### Текст
ПЕРЕДАЧА "ПОВЕРХ БАРЬЕРОВ"

archive.svoboda.org
13.10.2005
Ведущая: Марина Тимашева

... Теперь перейдем к московским премьерам. Первой из них после мертвого сезона стали "Господа Головлевы" в Московском Художественном театре. Пресса тут же поставила в заслугу театру то, что спектакль этот некоммерческий. Но это как сказать. Поставлен он на малой сцене, стоит явно не слишком дорого, а в главной роли Евгений Миронов, что само по себе означает аншлаг. Второе, что надобно приметить: перемены, происходящие с одним из самых модных современных режиссеров Кириллом Серебренниковым. Начав торить себе дорогу в большую столичную жизнь, он предпочитал эпатировать публику, то-есть ставить так называемые современные пьесы – на мой взгляд, вовсе не пьесы, а скорее, анамнезы психических заболеваний. Затем перешел к классике и выпустил в том же МХТе "Мещан" Горького и "Лес" Островского, которые живо напоминали о других режиссерах – от Эймунтаса Някрошюса до Алвиса Херманиса с его "Ревизором", причем приметы стиля разных режиссеров были с легкостью перемешаны, на мой взгляд, режиссером-компилятором Кириллом Серебренниковым. В работе над прозой Салтыкова-Щедрина он если на кого-то и опирался, то скорее на Валерия Фокина. В спектаклях "Карамазовы И АД", "Нумер в гостинице города Н", "Шинель" и многих других Валерий Фокин озвучивает пространство всякими странными шорохами и шумами, а персонажи в его постановках имеют обыкновение выползать из щелей и подполов и напоминать не о живых людях, а о тех существах, которые в "Господах Головлевых" зовутся "умертвиями". Ровно этот ход использовал Кирилл Серебренников.

На малой сцене установлена обшарпанная выгородка мертвенно-белого цвета. Она по вертикали разделена перегородками. Пространство между ними весьма невелико, как и то место, которое занимают в Головлеве его обитатели. Живут они в тесноте и обиде. Время от времени створки между перегородками распахиваются и из них бочком, еле протискиваясь, лезут все те мерзкие человечки, которые описаны в романе классика. С самого начала они напоминают покойников, в которых и превращаются по мере развития сюжета. Кстати, то, что не может втиснуться в инсценировку, часто очень удачно переведено на театральный язык. Известно, что Арина Петровна скупа, вот Алла Покровская и гасит свет всякий раз, когда входит и выходит из помещения, а за ней выключателем щелкают все чада и домочадцы.

### Список записей
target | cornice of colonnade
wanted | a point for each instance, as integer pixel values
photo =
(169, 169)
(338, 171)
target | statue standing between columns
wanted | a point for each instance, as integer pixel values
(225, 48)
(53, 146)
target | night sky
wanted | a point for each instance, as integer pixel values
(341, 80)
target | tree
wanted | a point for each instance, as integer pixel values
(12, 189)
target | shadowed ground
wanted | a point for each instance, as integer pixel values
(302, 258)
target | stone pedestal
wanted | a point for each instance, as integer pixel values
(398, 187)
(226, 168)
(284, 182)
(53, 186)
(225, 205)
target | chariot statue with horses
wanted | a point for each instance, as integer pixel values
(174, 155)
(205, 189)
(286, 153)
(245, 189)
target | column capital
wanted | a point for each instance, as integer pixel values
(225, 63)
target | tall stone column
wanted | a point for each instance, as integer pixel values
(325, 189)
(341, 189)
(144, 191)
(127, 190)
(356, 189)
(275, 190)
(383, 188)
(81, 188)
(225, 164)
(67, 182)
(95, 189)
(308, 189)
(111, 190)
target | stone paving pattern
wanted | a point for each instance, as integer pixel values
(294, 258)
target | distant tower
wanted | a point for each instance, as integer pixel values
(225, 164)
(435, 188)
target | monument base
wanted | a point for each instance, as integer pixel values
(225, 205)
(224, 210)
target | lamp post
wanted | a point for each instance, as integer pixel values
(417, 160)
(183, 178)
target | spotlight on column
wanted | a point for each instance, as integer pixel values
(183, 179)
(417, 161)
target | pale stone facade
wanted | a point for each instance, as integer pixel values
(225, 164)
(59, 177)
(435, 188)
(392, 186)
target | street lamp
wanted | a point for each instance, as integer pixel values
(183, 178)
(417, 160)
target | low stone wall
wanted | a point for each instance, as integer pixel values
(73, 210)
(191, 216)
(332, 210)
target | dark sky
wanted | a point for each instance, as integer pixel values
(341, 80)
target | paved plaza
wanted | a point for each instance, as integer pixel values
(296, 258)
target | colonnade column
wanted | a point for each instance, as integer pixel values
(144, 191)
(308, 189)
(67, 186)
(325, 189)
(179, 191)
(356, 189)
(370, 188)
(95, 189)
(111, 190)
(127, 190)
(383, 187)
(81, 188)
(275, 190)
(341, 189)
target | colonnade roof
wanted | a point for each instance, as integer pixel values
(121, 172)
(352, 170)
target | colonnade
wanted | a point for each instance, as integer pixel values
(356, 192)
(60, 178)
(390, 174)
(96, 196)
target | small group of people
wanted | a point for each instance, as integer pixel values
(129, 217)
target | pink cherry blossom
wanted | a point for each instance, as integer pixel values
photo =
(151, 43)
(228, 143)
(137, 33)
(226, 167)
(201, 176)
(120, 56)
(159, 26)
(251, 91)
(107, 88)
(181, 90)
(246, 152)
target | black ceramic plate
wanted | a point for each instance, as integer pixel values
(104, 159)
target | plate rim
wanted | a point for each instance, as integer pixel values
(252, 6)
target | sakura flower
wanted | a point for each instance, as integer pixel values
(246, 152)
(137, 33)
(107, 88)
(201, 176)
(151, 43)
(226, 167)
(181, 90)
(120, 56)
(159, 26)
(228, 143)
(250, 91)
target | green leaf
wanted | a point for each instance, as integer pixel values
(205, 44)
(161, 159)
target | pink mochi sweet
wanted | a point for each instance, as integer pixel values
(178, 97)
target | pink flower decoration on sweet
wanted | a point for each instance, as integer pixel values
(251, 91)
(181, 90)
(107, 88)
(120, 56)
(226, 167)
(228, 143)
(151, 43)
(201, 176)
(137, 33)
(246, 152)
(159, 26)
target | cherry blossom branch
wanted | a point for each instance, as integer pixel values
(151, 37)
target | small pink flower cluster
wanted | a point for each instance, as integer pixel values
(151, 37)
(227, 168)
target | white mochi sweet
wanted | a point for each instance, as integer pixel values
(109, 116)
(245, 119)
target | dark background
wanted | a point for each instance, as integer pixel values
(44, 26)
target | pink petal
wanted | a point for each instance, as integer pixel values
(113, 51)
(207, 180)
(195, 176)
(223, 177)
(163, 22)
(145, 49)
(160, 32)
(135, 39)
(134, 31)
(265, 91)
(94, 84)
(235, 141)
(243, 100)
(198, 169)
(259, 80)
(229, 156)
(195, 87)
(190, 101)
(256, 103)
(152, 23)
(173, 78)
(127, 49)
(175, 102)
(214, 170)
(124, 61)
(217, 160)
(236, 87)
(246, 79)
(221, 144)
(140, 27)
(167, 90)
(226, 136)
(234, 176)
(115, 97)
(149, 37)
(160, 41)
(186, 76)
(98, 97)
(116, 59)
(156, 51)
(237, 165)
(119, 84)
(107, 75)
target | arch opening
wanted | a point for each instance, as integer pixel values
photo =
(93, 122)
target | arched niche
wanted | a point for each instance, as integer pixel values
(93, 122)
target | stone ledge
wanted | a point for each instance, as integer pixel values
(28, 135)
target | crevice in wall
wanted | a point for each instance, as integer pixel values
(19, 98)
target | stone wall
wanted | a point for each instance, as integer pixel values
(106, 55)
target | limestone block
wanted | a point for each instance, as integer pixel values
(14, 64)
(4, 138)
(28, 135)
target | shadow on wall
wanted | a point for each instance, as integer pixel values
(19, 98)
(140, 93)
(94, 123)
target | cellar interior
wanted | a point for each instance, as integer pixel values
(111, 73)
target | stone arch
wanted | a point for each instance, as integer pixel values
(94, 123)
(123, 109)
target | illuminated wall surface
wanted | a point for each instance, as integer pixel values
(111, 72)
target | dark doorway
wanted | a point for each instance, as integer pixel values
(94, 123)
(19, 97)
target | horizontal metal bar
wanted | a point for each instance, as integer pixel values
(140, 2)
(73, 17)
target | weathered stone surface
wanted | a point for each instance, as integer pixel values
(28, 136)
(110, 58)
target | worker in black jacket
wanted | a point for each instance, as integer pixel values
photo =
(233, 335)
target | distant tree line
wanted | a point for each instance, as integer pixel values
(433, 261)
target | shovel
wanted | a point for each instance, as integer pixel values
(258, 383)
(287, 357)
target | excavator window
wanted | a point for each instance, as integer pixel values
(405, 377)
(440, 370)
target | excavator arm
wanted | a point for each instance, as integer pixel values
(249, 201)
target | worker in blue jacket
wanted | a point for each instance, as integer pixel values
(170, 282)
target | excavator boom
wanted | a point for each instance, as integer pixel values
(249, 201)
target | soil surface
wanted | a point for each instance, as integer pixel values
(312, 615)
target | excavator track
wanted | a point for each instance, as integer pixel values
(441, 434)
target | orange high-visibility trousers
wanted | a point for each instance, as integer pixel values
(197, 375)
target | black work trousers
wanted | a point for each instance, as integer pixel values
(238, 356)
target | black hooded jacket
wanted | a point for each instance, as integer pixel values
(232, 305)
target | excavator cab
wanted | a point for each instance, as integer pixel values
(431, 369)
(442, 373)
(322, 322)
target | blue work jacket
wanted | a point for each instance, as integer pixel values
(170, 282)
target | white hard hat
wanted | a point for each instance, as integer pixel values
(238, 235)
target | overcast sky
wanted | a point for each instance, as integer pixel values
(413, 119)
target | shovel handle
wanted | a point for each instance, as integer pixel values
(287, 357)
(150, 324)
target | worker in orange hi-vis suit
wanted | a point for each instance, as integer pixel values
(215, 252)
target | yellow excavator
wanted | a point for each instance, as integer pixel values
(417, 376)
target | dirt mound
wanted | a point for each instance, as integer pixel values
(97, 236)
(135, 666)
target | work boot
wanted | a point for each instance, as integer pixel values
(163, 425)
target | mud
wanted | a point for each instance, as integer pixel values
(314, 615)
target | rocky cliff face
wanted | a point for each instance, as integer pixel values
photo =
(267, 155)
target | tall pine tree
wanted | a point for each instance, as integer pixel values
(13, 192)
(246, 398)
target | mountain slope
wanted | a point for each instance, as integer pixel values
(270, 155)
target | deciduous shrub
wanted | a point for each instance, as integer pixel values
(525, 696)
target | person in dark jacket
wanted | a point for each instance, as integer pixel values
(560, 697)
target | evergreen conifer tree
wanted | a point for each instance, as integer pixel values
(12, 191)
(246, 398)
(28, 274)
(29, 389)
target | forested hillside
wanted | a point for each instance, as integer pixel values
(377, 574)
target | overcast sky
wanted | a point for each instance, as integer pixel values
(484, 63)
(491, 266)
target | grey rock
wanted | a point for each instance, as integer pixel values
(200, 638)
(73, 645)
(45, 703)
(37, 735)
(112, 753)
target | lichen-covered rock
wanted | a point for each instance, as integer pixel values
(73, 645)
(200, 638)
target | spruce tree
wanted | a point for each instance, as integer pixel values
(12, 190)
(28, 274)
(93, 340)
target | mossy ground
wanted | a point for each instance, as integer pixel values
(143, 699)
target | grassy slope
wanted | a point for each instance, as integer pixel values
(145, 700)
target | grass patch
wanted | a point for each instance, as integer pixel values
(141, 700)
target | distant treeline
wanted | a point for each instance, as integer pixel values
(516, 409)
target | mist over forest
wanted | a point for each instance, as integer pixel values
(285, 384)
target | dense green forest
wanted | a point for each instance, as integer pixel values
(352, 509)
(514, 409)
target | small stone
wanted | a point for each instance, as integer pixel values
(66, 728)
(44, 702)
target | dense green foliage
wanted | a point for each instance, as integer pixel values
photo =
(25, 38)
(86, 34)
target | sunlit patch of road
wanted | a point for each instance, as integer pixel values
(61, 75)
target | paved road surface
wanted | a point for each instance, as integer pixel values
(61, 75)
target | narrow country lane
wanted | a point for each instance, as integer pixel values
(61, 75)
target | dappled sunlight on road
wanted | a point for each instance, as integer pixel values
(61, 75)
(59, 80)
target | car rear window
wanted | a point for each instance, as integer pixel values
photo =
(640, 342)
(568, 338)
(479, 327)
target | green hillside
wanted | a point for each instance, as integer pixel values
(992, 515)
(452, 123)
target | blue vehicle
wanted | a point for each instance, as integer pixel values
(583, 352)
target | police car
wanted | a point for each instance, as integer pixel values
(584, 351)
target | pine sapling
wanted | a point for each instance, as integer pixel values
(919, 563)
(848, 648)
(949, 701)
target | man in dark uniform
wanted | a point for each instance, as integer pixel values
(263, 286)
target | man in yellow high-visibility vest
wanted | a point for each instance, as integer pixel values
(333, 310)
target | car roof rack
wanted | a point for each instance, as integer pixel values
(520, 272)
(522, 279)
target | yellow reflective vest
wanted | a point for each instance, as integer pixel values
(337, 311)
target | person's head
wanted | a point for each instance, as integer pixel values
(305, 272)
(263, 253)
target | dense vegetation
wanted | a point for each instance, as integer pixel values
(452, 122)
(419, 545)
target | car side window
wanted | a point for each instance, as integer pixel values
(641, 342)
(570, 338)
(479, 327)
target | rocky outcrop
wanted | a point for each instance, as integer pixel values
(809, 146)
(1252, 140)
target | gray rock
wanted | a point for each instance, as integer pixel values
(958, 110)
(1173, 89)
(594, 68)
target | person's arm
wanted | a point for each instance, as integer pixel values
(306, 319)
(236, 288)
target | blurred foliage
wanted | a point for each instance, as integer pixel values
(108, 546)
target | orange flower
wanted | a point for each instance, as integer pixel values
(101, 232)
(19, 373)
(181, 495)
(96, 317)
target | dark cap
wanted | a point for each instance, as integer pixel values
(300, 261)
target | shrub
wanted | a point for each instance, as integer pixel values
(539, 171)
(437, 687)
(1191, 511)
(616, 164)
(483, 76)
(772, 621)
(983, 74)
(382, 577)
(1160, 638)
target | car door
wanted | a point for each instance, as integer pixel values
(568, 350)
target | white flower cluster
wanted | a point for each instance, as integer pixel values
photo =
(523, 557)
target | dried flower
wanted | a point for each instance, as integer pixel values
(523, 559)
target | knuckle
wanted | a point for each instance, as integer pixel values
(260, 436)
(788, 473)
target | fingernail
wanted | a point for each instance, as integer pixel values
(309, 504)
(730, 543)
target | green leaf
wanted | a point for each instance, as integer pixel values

### Что сделать
- a) Кто, согласно тексту, играет главную роль в спектакле «Господа Головлевы»?
- b) Перепиши из текста слово в слово отрывок между «На малой сцене установлена» и «чада и домочадцы.», включая оба конца.
Отвечай, опираясь только на текст.

### Ответы
- a) Евгений Миронов.

- b)
На малой сцене установлена обшарпанная выгородка мертвенно-белого цвета. Она по вертикали разделена перегородками. Пространство между ними весьма невелико, как и то место, которое занимают в Головлеве его обитатели. Живут они в тесноте и обиде. Время от времени створки между перегородками распахиваются и из них бочком, еле протискиваясь, лезут все те мерзкие человечки, которые описаны в романе классика. С самого начала они напоминают покойников, в которых и превращаются по мере развития сюжета. Кстати, то, что не может втиснуться в инсценировку, часто очень удачно переведено на театральный язык. Известно, что Арина Петровна скупа, вот Алла Покровская и гасит свет всякий раз, когда входит и выходит из помещения, а за ней выключателем щелкают все чада и домочадцы.